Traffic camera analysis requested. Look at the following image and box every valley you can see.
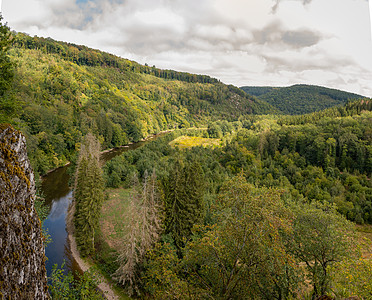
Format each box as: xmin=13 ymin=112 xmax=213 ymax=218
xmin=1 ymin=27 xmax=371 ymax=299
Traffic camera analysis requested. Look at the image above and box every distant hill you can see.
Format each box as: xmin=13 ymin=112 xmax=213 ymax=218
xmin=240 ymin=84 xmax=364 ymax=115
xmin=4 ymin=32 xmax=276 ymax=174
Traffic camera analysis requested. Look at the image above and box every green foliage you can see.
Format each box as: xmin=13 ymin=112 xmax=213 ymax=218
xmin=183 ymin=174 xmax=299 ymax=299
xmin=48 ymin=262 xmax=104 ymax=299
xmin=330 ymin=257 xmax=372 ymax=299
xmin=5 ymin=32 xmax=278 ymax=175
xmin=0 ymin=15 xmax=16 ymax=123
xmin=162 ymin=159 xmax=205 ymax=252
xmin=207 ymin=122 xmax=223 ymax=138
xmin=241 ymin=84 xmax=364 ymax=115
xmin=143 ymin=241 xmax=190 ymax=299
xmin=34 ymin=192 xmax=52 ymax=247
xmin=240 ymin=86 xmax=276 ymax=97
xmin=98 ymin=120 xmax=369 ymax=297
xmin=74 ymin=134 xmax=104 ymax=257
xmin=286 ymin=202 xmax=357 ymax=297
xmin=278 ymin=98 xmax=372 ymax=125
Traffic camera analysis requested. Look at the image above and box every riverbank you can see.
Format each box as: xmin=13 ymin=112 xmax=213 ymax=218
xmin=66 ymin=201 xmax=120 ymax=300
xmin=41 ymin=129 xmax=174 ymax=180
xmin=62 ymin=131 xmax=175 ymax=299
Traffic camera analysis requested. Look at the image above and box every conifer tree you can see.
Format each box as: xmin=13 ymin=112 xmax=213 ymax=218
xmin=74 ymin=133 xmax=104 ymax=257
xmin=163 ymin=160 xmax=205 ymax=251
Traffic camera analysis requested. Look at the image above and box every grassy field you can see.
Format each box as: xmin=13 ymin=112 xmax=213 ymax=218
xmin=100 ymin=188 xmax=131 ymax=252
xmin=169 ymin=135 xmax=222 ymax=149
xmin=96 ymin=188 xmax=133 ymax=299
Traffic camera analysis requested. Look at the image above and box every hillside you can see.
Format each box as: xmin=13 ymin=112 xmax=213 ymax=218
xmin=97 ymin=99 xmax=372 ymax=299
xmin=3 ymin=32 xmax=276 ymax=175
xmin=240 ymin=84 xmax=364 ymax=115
...
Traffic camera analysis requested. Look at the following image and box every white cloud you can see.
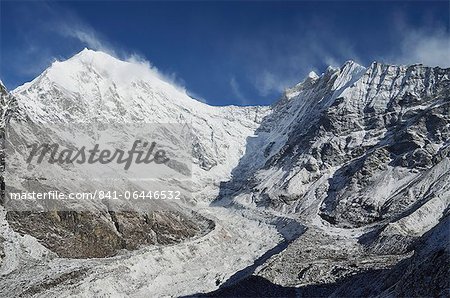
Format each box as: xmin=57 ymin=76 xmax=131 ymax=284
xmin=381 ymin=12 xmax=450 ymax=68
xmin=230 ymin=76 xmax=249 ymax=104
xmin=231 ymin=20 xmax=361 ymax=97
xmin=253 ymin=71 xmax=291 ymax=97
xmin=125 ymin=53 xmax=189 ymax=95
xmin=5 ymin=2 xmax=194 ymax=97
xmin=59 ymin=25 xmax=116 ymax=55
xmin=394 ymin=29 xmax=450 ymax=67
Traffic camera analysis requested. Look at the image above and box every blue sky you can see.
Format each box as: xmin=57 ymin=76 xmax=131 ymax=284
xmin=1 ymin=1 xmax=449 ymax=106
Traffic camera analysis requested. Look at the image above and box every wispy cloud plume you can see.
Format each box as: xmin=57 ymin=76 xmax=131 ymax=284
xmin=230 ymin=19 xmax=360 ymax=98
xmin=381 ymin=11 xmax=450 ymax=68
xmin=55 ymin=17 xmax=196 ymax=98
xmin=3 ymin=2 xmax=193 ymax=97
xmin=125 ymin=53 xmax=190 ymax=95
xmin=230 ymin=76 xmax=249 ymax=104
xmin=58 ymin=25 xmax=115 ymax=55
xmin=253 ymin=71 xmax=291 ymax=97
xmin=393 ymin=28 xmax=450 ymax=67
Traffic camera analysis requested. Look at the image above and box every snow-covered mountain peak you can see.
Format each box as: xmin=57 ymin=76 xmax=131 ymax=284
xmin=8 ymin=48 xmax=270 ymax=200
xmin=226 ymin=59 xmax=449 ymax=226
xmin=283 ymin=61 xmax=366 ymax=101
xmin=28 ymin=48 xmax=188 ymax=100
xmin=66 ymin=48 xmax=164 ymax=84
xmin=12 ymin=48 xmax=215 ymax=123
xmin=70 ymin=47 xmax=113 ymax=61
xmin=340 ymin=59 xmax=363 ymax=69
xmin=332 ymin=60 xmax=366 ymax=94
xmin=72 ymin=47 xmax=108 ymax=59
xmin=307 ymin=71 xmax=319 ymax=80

_WHAT IS EXPECTED_
Which lines of the data above contain the string "cloud"? Copy each of them.

_ANSWER BOX_
Traffic camera analysis requested. Look at the following image and box every white cloud you can see.
Traffic camera analysis requested. Look at the image above and box every wispy cloud plume you can see.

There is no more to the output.